┌─ Supplied records
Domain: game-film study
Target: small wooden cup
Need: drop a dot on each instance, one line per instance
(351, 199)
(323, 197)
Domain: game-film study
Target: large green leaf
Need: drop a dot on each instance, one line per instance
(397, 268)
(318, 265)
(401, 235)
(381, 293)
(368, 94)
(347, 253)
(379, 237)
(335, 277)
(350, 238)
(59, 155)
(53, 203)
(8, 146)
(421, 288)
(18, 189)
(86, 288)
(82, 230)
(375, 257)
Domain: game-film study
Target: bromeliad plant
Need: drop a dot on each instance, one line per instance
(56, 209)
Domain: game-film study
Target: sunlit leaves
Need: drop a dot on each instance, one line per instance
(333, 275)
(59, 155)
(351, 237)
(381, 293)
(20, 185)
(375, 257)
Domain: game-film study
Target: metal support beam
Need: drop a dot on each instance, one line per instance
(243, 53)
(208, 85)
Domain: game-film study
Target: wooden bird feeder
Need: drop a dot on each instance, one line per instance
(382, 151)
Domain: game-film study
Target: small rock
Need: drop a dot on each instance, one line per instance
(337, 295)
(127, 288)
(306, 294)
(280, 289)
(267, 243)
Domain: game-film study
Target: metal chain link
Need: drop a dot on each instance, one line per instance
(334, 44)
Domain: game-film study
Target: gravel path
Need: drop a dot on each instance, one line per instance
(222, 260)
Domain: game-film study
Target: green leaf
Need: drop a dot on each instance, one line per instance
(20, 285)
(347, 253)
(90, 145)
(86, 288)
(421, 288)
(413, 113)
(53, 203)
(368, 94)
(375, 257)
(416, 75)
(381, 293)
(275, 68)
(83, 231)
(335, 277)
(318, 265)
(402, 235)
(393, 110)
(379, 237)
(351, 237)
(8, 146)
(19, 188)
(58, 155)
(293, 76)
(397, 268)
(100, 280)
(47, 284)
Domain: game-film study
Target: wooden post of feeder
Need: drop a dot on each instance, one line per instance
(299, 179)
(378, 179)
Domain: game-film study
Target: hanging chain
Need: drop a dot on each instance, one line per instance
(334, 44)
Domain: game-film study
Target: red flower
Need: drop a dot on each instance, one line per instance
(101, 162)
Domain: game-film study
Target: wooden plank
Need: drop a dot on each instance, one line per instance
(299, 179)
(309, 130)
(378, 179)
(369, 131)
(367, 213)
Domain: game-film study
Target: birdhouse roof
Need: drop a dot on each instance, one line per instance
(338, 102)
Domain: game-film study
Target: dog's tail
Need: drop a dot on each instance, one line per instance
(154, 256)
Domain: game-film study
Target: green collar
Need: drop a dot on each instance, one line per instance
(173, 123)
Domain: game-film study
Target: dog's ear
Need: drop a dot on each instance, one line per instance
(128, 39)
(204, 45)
└─
Problem to solve:
Each record should come back exactly as written.

Final answer:
Domain: game-film study
Target: small wooden cup
Need: drop a dot on each instance, one line per instance
(351, 199)
(323, 197)
Domain: game-film study
Target: large green leaf
Need: drop a dot on each instance, one line per instance
(397, 268)
(318, 265)
(401, 235)
(381, 293)
(368, 94)
(347, 253)
(379, 237)
(335, 277)
(350, 238)
(59, 155)
(53, 203)
(8, 146)
(421, 288)
(18, 189)
(86, 288)
(82, 230)
(375, 257)
Domain: game-film study
Target: bromeliad plant
Need: drop a dot on each instance, one line per instance
(56, 209)
Domain: game-film study
Target: sunlit leaves
Need: drop a dot on each instance, one line per instance
(333, 275)
(59, 155)
(351, 237)
(381, 293)
(20, 185)
(375, 257)
Domain: game-film study
Target: metal support beam
Need: drop a dot on each instance, one line per instance
(243, 53)
(208, 85)
Domain: game-film study
Target: wooden bird feeder
Need: drop a dot on each instance, one line per instance
(382, 151)
Domain: game-film study
Target: small rock
Need: drop a dot on each instance, one line per instance
(337, 295)
(127, 288)
(306, 294)
(280, 289)
(267, 243)
Domain: game-film study
Target: metal chain link
Need: drop a dot on each instance, one line per instance
(334, 44)
Domain: game-film study
Target: gravel path
Need: drop a dot on each instance, one line per instance
(222, 260)
Domain: game-film study
Target: green leaf
Need: drop a dot on each instance, one line per instance
(20, 285)
(347, 253)
(90, 145)
(86, 288)
(421, 288)
(413, 113)
(53, 203)
(368, 94)
(375, 257)
(416, 75)
(381, 293)
(275, 68)
(83, 231)
(335, 277)
(318, 265)
(402, 235)
(393, 110)
(379, 237)
(351, 237)
(8, 146)
(19, 188)
(58, 155)
(293, 76)
(397, 268)
(100, 280)
(47, 284)
Domain: game-film study
Target: wooden post of feeder
Need: drop a dot on each instance, one line per instance
(299, 179)
(378, 179)
Domain: game-film study
Target: hanging chain
Need: drop a dot on each instance, one line per instance
(334, 44)
Domain: game-film study
Target: red flower
Need: drop a dot on each instance, one line per instance
(101, 162)
Domain: game-film study
Target: wooden plank
Need: drop a dot on each instance, one line per instance
(299, 179)
(309, 130)
(378, 179)
(369, 131)
(367, 213)
Domain: game-film study
Target: birdhouse roof
Need: drop a dot on each instance, one line per instance
(338, 102)
Domain: game-film study
Target: dog's tail
Need: drop a dot on each instance, one line per instance
(154, 256)
Domain: game-film study
Target: green collar
Need: drop a dot on each instance, one line per instance
(173, 123)
Domain: game-film study
Target: dog's ear
Need: drop a dot on each instance, one line per instance
(128, 39)
(204, 45)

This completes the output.